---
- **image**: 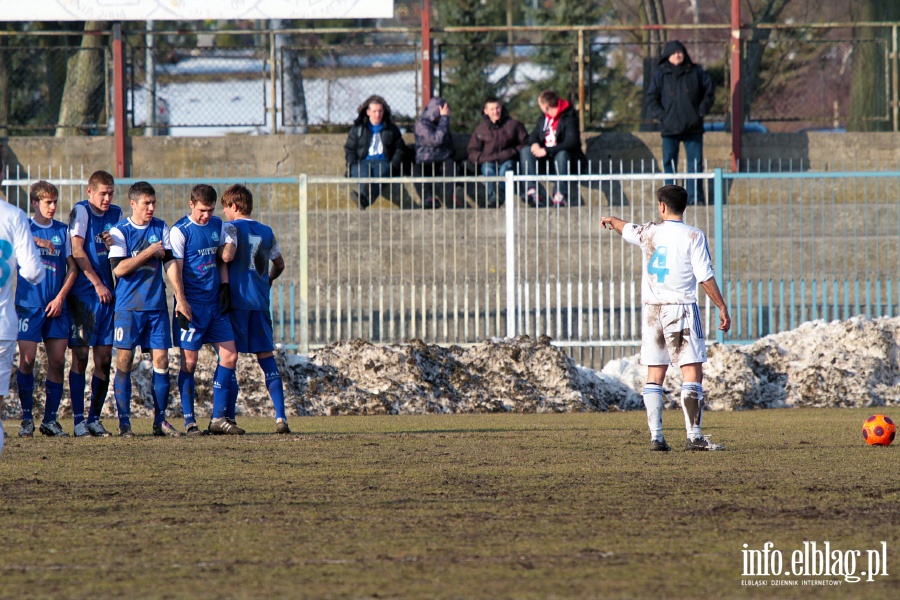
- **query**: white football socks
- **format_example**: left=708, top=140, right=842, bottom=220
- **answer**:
left=681, top=381, right=703, bottom=440
left=644, top=383, right=663, bottom=442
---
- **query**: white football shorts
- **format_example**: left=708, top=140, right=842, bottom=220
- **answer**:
left=0, top=340, right=16, bottom=398
left=641, top=303, right=706, bottom=367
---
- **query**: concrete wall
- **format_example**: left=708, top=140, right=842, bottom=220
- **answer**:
left=0, top=133, right=900, bottom=178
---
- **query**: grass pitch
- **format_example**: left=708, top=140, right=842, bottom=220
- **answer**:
left=0, top=409, right=900, bottom=599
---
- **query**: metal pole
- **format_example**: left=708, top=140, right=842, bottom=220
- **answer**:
left=297, top=175, right=309, bottom=355
left=422, top=0, right=431, bottom=109
left=269, top=31, right=276, bottom=134
left=731, top=0, right=744, bottom=172
left=891, top=23, right=900, bottom=132
left=713, top=169, right=727, bottom=344
left=144, top=21, right=156, bottom=137
left=113, top=23, right=128, bottom=178
left=578, top=29, right=584, bottom=138
left=498, top=171, right=518, bottom=339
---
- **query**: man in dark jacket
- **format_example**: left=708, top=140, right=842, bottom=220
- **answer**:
left=413, top=96, right=466, bottom=208
left=519, top=90, right=585, bottom=206
left=344, top=96, right=406, bottom=210
left=646, top=41, right=716, bottom=204
left=467, top=96, right=528, bottom=208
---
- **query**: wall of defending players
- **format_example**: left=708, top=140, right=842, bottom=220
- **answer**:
left=0, top=171, right=291, bottom=438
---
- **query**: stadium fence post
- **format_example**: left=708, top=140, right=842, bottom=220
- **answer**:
left=297, top=173, right=309, bottom=355
left=713, top=168, right=725, bottom=344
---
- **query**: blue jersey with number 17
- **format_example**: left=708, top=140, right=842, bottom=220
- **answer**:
left=109, top=217, right=172, bottom=311
left=170, top=216, right=225, bottom=305
left=16, top=219, right=72, bottom=308
left=228, top=219, right=281, bottom=311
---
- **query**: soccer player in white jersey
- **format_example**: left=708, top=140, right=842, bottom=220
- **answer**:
left=0, top=201, right=44, bottom=448
left=600, top=185, right=731, bottom=452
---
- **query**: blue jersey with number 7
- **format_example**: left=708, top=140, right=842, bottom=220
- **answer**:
left=228, top=219, right=281, bottom=311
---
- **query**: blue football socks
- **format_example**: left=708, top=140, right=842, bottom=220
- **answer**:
left=16, top=369, right=34, bottom=421
left=212, top=365, right=237, bottom=419
left=220, top=365, right=240, bottom=420
left=257, top=356, right=287, bottom=419
left=69, top=371, right=85, bottom=425
left=113, top=369, right=131, bottom=427
left=87, top=373, right=109, bottom=423
left=153, top=368, right=169, bottom=425
left=43, top=379, right=63, bottom=423
left=178, top=371, right=197, bottom=427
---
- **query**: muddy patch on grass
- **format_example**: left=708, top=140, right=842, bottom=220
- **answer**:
left=4, top=337, right=642, bottom=420
left=3, top=317, right=900, bottom=420
left=603, top=317, right=900, bottom=410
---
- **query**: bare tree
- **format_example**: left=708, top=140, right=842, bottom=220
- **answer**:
left=848, top=0, right=900, bottom=131
left=638, top=0, right=666, bottom=131
left=269, top=19, right=309, bottom=134
left=56, top=21, right=107, bottom=137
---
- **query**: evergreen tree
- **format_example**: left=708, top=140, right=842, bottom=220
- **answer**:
left=434, top=0, right=508, bottom=132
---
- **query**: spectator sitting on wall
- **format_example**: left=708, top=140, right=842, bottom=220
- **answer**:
left=646, top=41, right=716, bottom=205
left=519, top=90, right=585, bottom=206
left=468, top=96, right=528, bottom=208
left=413, top=97, right=466, bottom=208
left=344, top=96, right=406, bottom=210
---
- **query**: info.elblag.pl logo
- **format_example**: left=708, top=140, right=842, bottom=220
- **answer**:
left=741, top=541, right=888, bottom=586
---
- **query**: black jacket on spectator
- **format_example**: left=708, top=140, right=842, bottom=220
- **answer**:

⁂

### BRIEF:
Count the lines of the material above that contain the string "football", treating uppercase and lowercase as different. Reply with the number alone.

### FULL OUTPUT:
3